TASK PROMPT: Pull out every line of the entries below that contains the string "light". Case counts.

=-=-=

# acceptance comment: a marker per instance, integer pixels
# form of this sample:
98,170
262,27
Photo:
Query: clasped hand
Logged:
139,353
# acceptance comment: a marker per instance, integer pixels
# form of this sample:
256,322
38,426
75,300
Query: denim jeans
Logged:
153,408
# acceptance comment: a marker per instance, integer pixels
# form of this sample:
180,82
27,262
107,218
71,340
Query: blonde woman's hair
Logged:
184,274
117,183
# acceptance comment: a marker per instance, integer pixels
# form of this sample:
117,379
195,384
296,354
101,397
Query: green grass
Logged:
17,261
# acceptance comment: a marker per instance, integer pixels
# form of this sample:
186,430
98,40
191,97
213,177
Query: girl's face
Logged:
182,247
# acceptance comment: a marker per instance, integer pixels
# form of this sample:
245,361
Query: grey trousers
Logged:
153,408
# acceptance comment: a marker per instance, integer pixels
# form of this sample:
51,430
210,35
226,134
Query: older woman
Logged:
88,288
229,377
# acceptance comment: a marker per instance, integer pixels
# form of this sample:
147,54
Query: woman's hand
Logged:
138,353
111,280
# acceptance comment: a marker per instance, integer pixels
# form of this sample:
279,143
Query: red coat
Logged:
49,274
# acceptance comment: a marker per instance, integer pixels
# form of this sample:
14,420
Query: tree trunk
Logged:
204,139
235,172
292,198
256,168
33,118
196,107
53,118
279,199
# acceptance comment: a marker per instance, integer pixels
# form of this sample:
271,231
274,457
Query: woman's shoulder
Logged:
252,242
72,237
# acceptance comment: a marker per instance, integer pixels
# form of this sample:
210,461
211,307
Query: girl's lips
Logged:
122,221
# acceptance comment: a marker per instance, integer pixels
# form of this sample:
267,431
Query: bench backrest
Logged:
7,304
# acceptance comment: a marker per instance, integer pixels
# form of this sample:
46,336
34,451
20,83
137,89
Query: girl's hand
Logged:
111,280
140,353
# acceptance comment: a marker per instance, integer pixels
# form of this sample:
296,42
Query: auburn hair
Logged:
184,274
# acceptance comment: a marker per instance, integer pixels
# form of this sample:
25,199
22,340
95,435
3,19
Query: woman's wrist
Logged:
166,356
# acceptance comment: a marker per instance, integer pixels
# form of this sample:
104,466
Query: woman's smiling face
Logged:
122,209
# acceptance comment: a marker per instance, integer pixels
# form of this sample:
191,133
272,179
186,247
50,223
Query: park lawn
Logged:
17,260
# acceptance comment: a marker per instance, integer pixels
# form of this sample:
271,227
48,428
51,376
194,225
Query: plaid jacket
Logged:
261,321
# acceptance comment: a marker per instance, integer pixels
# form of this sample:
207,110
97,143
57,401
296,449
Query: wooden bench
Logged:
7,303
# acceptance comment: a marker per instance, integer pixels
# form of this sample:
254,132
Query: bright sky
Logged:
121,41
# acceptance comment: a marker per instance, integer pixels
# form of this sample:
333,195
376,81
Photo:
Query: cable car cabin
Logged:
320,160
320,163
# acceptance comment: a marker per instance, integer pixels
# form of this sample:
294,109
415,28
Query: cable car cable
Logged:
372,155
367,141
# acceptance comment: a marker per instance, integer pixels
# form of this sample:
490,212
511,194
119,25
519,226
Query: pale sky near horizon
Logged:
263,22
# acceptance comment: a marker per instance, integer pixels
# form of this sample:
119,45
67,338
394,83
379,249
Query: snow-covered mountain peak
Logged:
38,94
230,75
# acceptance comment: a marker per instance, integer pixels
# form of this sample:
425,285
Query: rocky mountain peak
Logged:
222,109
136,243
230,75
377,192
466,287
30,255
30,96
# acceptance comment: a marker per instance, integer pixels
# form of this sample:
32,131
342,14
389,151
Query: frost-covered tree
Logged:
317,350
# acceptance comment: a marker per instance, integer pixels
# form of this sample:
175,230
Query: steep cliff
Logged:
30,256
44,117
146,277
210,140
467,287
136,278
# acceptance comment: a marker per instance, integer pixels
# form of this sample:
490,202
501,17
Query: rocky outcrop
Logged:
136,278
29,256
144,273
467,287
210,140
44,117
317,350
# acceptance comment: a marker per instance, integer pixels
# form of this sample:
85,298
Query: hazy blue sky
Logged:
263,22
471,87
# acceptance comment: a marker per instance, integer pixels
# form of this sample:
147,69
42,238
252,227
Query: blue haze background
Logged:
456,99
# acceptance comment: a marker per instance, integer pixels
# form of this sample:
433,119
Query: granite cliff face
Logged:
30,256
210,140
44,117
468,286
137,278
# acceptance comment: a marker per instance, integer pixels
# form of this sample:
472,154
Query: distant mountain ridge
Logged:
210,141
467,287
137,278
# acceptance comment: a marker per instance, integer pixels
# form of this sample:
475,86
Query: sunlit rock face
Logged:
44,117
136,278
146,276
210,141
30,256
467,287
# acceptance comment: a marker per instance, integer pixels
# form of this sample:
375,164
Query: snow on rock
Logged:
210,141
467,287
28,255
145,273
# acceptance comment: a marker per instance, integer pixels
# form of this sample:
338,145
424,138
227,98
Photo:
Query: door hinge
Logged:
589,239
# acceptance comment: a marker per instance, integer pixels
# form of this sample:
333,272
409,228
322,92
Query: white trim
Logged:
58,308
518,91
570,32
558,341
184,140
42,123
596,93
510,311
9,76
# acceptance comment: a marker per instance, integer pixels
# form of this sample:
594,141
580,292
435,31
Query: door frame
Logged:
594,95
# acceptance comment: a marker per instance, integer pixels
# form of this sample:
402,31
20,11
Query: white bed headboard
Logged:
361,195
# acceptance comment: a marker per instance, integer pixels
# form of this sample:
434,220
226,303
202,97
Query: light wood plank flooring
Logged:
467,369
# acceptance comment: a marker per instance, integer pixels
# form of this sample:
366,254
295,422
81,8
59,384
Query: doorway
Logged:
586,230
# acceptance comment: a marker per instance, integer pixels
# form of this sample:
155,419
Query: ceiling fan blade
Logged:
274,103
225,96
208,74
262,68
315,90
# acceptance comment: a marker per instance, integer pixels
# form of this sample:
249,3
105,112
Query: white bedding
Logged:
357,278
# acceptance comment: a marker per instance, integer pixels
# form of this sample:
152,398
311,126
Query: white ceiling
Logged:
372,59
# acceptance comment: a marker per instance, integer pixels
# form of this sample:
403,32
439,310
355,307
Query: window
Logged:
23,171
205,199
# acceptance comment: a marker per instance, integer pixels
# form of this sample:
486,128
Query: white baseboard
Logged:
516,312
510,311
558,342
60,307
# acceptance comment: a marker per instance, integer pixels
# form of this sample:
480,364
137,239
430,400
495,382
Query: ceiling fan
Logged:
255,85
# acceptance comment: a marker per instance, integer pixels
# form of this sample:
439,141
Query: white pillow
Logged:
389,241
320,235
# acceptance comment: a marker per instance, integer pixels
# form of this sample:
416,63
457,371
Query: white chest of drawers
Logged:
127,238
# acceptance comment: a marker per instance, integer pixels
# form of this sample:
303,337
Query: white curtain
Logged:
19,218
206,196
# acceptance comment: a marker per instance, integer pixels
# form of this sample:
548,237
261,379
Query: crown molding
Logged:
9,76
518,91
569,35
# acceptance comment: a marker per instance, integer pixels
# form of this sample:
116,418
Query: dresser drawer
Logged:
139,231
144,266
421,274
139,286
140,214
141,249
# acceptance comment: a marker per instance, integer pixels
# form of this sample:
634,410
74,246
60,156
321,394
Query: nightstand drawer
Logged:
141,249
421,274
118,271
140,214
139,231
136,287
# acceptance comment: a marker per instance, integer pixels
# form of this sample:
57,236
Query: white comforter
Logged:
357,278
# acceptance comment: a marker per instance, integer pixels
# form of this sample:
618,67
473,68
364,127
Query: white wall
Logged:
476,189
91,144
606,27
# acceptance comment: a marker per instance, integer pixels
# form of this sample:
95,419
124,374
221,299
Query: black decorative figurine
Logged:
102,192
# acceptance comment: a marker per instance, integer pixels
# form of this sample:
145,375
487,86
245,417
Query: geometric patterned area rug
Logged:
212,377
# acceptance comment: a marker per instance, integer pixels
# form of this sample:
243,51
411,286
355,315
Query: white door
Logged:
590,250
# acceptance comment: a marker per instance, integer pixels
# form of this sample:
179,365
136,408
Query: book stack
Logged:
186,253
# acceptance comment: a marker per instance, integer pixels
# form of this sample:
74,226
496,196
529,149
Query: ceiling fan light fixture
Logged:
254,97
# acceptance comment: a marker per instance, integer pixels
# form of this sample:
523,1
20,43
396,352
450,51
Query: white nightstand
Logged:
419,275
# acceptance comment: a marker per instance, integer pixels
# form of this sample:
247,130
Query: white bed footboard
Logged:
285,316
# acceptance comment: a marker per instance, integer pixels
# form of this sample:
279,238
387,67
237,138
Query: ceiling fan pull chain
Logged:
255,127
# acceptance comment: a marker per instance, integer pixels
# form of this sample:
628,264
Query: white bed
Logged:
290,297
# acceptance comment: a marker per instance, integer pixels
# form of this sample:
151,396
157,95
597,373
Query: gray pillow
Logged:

=-=-=

SOLVED PROBLEM:
Query: light wood plank flooring
Query: ceiling fan light fixture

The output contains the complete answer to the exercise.